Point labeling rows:
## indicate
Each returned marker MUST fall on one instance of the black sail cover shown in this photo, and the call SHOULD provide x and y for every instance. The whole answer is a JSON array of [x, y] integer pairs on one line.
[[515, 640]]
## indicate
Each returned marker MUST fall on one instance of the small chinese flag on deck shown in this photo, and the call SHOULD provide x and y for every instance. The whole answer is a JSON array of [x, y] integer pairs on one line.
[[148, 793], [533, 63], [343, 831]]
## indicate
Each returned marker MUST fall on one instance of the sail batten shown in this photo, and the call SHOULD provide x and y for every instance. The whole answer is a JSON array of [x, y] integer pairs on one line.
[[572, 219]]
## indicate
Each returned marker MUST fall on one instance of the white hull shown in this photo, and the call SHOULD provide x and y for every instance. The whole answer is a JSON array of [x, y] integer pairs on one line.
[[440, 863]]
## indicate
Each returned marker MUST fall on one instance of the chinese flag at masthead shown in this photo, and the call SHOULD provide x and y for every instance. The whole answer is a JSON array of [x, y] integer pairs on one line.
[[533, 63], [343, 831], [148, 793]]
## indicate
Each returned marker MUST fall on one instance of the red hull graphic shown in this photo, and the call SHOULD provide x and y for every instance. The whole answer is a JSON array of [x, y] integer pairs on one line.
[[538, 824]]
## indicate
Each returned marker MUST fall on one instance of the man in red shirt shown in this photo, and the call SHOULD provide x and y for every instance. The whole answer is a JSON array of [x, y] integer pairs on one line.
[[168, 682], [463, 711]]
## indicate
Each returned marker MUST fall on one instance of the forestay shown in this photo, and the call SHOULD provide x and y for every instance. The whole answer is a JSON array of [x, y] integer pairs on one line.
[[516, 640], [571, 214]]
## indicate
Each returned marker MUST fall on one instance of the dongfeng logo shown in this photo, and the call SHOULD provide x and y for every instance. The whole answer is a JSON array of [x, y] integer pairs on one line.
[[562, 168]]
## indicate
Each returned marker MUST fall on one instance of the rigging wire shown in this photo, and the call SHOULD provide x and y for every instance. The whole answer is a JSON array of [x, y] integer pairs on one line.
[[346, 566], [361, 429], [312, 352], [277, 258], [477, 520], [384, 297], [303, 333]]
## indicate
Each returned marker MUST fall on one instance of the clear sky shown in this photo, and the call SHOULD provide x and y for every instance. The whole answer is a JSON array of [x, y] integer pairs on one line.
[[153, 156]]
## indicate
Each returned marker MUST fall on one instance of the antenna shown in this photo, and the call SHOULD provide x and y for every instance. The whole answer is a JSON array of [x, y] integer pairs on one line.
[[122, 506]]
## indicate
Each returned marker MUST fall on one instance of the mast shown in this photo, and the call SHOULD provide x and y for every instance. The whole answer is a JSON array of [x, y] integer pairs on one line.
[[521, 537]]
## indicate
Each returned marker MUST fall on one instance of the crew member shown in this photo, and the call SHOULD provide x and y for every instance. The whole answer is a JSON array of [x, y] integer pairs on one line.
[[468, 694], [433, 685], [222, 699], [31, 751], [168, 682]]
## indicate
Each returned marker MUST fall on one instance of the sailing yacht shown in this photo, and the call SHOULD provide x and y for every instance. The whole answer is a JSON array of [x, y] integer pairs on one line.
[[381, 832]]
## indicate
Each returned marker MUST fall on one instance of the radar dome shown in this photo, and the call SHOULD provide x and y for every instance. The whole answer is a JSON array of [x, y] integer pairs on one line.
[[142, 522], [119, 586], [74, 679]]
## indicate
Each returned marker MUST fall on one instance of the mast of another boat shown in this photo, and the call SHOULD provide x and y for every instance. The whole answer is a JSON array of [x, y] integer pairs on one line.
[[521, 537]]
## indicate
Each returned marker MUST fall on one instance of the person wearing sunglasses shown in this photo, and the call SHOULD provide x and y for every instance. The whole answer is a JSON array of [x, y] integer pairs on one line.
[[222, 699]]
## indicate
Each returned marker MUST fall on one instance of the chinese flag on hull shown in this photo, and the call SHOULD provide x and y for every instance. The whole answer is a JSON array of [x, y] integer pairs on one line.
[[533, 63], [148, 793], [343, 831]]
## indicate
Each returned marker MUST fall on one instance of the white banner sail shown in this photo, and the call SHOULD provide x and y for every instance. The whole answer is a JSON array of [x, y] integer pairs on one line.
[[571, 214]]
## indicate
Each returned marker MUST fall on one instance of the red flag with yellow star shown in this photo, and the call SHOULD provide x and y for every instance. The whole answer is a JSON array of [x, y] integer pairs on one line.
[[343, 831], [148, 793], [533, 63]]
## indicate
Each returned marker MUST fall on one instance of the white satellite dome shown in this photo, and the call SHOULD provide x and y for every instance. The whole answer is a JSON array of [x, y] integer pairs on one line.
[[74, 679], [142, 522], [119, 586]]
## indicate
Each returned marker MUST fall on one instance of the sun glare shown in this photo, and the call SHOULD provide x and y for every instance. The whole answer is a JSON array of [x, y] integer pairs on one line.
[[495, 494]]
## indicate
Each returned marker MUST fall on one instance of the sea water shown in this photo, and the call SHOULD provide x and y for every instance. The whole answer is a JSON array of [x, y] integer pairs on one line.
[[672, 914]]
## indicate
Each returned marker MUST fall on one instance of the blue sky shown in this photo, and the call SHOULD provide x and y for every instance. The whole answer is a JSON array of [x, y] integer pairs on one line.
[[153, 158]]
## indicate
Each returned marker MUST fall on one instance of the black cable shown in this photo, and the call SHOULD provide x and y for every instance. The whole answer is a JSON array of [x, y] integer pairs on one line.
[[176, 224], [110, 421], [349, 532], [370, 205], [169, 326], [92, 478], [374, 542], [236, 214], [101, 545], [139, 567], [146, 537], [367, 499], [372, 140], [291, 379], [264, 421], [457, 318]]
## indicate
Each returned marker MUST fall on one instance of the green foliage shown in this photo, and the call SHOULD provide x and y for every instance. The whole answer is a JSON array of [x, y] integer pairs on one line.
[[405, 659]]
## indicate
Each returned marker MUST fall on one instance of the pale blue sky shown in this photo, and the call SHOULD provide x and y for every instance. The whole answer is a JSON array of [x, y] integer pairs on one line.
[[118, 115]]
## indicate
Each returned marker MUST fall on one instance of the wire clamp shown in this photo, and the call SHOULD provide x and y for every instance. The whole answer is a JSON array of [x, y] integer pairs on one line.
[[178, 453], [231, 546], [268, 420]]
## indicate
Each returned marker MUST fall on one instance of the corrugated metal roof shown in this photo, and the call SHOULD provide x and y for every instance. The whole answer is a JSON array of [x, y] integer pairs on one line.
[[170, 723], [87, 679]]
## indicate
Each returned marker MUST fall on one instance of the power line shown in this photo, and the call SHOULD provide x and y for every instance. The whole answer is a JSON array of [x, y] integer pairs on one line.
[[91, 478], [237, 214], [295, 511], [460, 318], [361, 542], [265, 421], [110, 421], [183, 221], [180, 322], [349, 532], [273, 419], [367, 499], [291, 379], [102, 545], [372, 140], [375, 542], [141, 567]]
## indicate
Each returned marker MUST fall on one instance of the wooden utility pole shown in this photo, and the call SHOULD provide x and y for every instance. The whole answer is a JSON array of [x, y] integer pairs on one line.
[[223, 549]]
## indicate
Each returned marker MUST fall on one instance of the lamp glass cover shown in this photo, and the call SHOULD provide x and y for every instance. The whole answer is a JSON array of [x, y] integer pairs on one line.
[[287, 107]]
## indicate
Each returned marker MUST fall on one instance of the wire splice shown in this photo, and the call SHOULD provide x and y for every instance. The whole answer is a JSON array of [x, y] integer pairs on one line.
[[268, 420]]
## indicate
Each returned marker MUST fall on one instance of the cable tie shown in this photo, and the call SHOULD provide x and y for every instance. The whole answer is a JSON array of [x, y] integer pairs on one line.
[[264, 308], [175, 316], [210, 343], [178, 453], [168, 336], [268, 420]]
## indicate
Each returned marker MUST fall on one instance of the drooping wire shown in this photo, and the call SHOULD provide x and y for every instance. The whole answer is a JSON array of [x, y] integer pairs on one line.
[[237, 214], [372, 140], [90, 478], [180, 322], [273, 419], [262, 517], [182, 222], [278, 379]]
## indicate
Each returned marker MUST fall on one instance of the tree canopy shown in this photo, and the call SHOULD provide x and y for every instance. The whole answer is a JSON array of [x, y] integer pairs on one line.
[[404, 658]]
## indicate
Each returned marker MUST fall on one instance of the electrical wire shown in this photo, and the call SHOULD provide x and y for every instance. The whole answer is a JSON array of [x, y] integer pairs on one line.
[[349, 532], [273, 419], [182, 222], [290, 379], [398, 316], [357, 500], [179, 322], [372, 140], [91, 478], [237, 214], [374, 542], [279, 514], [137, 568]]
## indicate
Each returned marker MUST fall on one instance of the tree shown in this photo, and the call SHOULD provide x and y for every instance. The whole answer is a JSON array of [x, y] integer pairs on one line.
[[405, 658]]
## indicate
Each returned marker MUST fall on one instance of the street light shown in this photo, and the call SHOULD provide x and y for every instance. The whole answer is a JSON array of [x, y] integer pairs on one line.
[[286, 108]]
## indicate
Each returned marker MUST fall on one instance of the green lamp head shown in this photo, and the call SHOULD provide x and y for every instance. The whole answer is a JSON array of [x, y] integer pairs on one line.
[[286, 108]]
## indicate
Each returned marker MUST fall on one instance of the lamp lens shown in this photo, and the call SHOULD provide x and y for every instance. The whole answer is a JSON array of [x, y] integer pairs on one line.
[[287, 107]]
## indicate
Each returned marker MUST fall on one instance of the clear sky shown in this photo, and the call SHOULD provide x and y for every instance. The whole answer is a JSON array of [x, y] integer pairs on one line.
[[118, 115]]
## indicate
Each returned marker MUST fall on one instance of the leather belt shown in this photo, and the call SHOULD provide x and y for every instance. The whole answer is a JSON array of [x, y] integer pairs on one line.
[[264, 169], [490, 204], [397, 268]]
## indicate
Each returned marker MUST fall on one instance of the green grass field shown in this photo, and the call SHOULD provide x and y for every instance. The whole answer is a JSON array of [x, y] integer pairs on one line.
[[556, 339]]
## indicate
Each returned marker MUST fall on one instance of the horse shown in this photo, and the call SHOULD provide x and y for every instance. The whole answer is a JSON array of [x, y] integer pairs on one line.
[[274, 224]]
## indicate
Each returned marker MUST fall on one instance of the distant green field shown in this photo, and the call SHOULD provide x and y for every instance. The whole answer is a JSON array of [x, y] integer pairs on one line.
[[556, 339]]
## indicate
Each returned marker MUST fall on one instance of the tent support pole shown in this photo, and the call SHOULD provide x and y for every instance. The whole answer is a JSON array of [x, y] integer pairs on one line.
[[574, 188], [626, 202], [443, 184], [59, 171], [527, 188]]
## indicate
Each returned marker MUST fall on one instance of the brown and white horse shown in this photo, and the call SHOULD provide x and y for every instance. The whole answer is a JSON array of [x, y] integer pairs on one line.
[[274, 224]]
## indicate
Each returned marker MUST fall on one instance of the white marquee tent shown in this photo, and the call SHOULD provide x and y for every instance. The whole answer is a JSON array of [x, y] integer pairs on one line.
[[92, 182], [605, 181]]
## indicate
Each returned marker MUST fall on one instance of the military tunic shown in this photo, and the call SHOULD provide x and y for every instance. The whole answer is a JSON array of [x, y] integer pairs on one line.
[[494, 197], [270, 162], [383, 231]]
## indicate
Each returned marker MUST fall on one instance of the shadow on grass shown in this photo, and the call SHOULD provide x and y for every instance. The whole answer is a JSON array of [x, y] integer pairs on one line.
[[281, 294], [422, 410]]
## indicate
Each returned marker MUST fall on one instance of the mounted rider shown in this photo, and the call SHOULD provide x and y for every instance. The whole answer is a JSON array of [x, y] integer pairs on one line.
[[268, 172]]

_Task to complete_. Copy the rows from the start through the line containing "[[533, 63], [343, 831], [148, 793]]", both ends included.

_Result below_.
## indicate
Each returned marker MUST fall on one instance of the black sail cover shown in this photo, and the call SHOULD provide x and y for every instance. The whole answer is a JSON array of [x, y] integer pairs on one line.
[[515, 640]]
## indicate
Each returned marker MUST fall on one instance of the small chinese flag on deck shown in this photo, and the call SHOULD provide x and y for every instance. The whole answer is a JSON array of [x, y] integer pairs on one line.
[[148, 793], [533, 63], [343, 831]]
## indicate
Each returned marker MUST fall on one instance of the sail batten shown in this photo, and the call SHOULD provide x and y for every instance. The whole answer is a JSON array of [x, y] integer pairs on one line.
[[572, 219]]
## indicate
Each returned marker MUST fall on one instance of the white hull shown in this photo, and the call SHOULD provide x and y for every instance. The whole answer is a JSON array of [x, y] integer pairs on one line.
[[440, 863]]
## indicate
Each returned marker MUST fall on one instance of the chinese flag at masthead shown in this photo, and the call SHOULD provide x and y for every instance. The whole answer is a JSON array of [x, y] integer pairs on one line.
[[533, 63], [343, 831], [148, 793]]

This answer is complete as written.